# Trecho do documento

+ + + + +

O que é mais uma flecha para São Sebastião? Depois da economia global sofrer com o coronavírus, agora se alastrando pela Europa e sem um contingenciamento a lá China, o vírus já toma dimensões mundiais.

Mas como desgraça pouca é bobagem, convém [tentar] explicar o que aconteceu com as bolsas ao redor do mundo, caindo mais de 10% no Brasil, com acionamento de circuit breaker e o câmbio flertando os R$ 4,80.

Na sexta passada (6/3) em uma reunião em Viena  com os principais países da Organização dos Países Produtores de Petróleo e seus aliados (Opep), buscava-se um acordo entre Rússia (não membro da Opep) e Arábia Saudita para cortarem a produção de petróleo, dado o choque de demanda resultado do coronavírus, que jogou o preço do barril lá para baixo.

Para surpresa geral, não apenas a Rússia recusou cortes na produção de petróleo (produção atual de 11mmbd –milhões de barris por dia), como, também, decidiu aumentar, juntamente com a Arábia Saudita (10mmbd). Esta ainda se comprometeu a somar à produção possivelmente em mais 2mmbd e vender a um preço bem mais baixo para refinarias. O estrago estava feito para as petrolíferas.

+ + + + +

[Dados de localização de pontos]
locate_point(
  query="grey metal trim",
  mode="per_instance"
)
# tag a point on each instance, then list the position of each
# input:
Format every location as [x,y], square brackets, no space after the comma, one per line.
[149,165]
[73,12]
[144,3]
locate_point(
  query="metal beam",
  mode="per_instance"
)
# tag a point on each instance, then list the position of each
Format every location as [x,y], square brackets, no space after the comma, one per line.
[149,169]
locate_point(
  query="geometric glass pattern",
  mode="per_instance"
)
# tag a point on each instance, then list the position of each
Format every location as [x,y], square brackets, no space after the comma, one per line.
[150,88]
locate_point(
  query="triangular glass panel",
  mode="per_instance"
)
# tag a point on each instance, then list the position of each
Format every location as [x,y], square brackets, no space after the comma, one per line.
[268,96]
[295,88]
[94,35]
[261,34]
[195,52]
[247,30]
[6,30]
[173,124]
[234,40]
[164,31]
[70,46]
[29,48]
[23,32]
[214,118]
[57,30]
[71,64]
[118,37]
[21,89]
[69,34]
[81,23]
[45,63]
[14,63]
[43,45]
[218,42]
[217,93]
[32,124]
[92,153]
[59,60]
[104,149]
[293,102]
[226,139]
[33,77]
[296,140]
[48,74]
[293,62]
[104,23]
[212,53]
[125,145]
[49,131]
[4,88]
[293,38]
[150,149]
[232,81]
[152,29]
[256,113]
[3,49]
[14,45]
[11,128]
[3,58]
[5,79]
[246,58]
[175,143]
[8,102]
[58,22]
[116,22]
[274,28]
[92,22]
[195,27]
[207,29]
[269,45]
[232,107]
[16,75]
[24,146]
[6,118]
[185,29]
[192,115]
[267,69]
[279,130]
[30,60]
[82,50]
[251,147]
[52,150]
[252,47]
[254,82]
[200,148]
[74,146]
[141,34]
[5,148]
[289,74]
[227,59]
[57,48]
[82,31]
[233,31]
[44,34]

+ + + + +

# Explore o material
1 - Transcreva, do texto sobre a crise do petróleo, o trecho que vai de "O que é mais" a "toma dimensões mundiais.".
2 - Liste todos os países citados pelo nome no texto sobre a crise do petróleo.

# Respostas por tarefa
1 -
O que é mais uma flecha para São Sebastião? Depois da economia global sofrer com o coronavírus, agora se alastrando pela Europa e sem um contingenciamento a lá China, o vírus já toma dimensões mundiais.

2 - China, Brasil, Rússia e Arábia Saudita.